Each entry is to be restated word for word, with nothing omitted.

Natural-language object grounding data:
··········
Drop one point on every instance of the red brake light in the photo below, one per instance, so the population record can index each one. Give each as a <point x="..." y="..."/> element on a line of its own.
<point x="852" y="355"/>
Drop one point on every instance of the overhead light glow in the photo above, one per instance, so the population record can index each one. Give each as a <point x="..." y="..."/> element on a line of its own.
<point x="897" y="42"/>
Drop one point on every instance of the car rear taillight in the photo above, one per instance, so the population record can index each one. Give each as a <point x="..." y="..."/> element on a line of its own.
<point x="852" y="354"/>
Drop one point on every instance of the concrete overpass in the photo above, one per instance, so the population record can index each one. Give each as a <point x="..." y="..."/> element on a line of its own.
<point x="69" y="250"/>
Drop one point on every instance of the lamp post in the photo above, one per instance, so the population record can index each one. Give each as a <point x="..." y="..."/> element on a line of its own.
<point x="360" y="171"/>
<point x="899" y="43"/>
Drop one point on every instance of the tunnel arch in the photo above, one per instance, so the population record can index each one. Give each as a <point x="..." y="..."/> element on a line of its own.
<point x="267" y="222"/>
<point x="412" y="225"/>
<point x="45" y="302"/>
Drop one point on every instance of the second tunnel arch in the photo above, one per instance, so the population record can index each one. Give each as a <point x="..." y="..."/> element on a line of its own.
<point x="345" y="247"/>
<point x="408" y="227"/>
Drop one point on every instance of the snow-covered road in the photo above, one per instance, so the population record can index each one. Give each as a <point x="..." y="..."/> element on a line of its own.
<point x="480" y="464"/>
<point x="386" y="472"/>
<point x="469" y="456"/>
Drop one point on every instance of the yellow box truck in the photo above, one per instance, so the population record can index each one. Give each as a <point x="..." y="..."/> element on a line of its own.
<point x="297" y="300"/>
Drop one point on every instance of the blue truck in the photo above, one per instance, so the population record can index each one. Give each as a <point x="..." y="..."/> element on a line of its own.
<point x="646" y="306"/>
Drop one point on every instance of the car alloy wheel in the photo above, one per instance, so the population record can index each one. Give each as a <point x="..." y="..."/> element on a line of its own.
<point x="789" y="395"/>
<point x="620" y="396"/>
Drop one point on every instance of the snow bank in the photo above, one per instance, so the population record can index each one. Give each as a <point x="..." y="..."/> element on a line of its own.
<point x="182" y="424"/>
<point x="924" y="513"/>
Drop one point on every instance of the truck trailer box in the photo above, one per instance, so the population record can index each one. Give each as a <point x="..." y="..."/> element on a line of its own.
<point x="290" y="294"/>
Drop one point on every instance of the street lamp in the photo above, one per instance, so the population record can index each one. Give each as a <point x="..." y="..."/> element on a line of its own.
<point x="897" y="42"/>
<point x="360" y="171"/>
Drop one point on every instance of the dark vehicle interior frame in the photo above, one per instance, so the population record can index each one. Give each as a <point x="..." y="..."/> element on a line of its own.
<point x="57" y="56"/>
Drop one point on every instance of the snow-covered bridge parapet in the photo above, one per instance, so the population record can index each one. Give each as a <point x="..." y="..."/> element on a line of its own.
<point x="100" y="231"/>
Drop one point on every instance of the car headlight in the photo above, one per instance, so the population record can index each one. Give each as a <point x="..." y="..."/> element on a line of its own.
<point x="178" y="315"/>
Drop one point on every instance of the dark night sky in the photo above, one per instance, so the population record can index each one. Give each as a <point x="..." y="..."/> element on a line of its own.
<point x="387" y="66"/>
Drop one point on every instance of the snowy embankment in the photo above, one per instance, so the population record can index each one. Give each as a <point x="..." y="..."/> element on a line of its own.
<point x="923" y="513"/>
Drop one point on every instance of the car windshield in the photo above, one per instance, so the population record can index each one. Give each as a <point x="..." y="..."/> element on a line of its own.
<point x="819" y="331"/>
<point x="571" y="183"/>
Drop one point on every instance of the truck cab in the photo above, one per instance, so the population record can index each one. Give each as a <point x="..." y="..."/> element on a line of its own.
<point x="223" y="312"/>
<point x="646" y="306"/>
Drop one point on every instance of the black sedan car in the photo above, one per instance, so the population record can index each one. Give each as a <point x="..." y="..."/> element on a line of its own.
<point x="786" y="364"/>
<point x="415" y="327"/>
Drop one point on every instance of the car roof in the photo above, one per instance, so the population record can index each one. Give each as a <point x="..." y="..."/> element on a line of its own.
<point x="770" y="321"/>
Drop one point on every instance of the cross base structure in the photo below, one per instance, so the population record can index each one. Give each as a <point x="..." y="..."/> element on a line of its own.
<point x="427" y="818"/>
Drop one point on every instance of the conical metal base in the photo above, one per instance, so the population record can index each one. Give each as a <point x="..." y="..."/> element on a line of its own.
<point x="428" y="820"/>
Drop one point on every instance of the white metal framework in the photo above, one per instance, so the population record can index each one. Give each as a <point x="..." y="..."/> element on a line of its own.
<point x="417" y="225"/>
··········
Problem solution ->
Drop one point on every instance of the red brake light in the photo below, one per instance, so the population record can index each one. Give each as a <point x="..." y="..."/> element on a line of its own.
<point x="852" y="355"/>
Drop one point on every instance of the overhead light glow in the photo above, one per instance, so the population record can index each one. Give each as a <point x="..." y="..."/> element on a line of its own.
<point x="897" y="42"/>
Drop one point on every instance of the car rear taillight in the photo above, one per instance, so the population record can index each one. Give each as a <point x="..." y="..."/> element on a line of its own.
<point x="852" y="354"/>
Drop one point on every instance of the concrete overpass in the photo above, one per instance, so the population record can index each one. Give each as a <point x="..." y="..."/> element on a line of its own.
<point x="69" y="250"/>
Drop one point on every instance of the lamp post in the photo above, one per instance, so the population record can index each one. Give each as a <point x="..." y="..."/> element on a line of its own.
<point x="360" y="171"/>
<point x="899" y="43"/>
Drop one point on every instance of the tunnel arch in the photo above, one per instance, so the population record can index each one. Give each as a <point x="..." y="..."/> element on a line of its own.
<point x="267" y="222"/>
<point x="412" y="225"/>
<point x="45" y="302"/>
Drop one point on every instance of the second tunnel arch in the photo above, one per instance, so the population record can index each one. Give each as a <point x="..." y="..."/> element on a line of its own.
<point x="345" y="247"/>
<point x="408" y="227"/>
Drop one point on every instance of the snow-covered road in the photo above, one per instance, so the population record can index each one. Give each as a <point x="..." y="..."/> element on a line of its own.
<point x="480" y="464"/>
<point x="386" y="472"/>
<point x="469" y="456"/>
Drop one point on every instance of the yellow box truck in the photo above, one per instance, so the population record can index each one. Give each as a <point x="..." y="..."/> element on a line of its own.
<point x="297" y="300"/>
Drop one point on every instance of the blue truck in the photo above, one per instance, so the population record can index each one. Give each as a <point x="..." y="..."/> element on a line of its own.
<point x="646" y="306"/>
Drop one point on every instance of the car alloy wheel in the photo above, one per instance, so the population record can index each one. Give each as a <point x="..." y="..."/> element on a line of its own.
<point x="789" y="395"/>
<point x="620" y="396"/>
Drop one point on every instance of the snow bank in the photo above, one per instance, so the population record can index each one. Give each as a <point x="..." y="..."/> element on a line of its own.
<point x="182" y="424"/>
<point x="924" y="513"/>
Drop one point on every instance of the truck trailer box in the photo above, one per instance, so the population record can index each one. Give each as a <point x="..." y="..."/> element on a line of its own.
<point x="290" y="294"/>
Drop one point on every instance of the street lamp in the photo above, one per instance, so the population record can index each one. Give each as a <point x="..." y="..."/> element on a line of its own.
<point x="897" y="42"/>
<point x="360" y="171"/>
Drop one point on every instance of the dark vehicle interior frame in the photo above, one per instance, so the population record can index each one. Give each as a <point x="..." y="..."/> element on a line of its own.
<point x="57" y="56"/>
Drop one point on every instance of the snow-covered bridge parapet in the photo above, one per instance, so the population record can index each one. Give each as a <point x="..." y="..."/> element on a line of its own.
<point x="100" y="231"/>
Drop one point on every instance of the car headlight in the photo above, one per instance, so the population record can index each one. Give each as a <point x="..." y="..."/> element on a line of its own.
<point x="178" y="315"/>
Drop one point on every instance of the dark night sky in the photo above, one per instance, so the population record can index each one. Give each as a <point x="..." y="..."/> element on a line of its own.
<point x="387" y="66"/>
Drop one point on every instance of the snowy embankment in the photo above, one per instance, so the population record can index each one. Give each as a <point x="..." y="..."/> element on a line of its own.
<point x="923" y="513"/>
Drop one point on every instance of the car windshield in the photo above, one per instance, so the population record can index each one. Give each as a <point x="..." y="..."/> element on a line of its own.
<point x="819" y="331"/>
<point x="571" y="183"/>
Drop one point on every instance of the truck cab in the photo above, one per instance, so the population record can index each one. Give each as a <point x="..." y="..."/> element on a line of its own.
<point x="223" y="312"/>
<point x="646" y="306"/>
Drop one point on every instance of the black sedan car in the photo above, one per instance, so the population record can index each one. Give each as a <point x="..." y="..."/> element on a line of its own.
<point x="786" y="364"/>
<point x="415" y="327"/>
Drop one point on every instance of the car roof in the photo above, one per instance, so the population record can index each one. Give each as a <point x="..." y="..."/> element on a line of its own.
<point x="770" y="321"/>
Drop one point on every instance of the cross base structure in the photo below, one per instance, so the population record can index each one. Give each as a <point x="..." y="..."/> element on a line of its own.
<point x="427" y="818"/>
Drop one point on every instance of the conical metal base in the photo above, one per instance, so the population record can index each one. Give each as a <point x="..." y="..."/> element on a line of its own.
<point x="428" y="820"/>
Drop one point on every instance of the white metal framework in the photo above, one per instance, so the population record can index each one. Give each as a <point x="..." y="..."/> element on a line of its own.
<point x="417" y="225"/>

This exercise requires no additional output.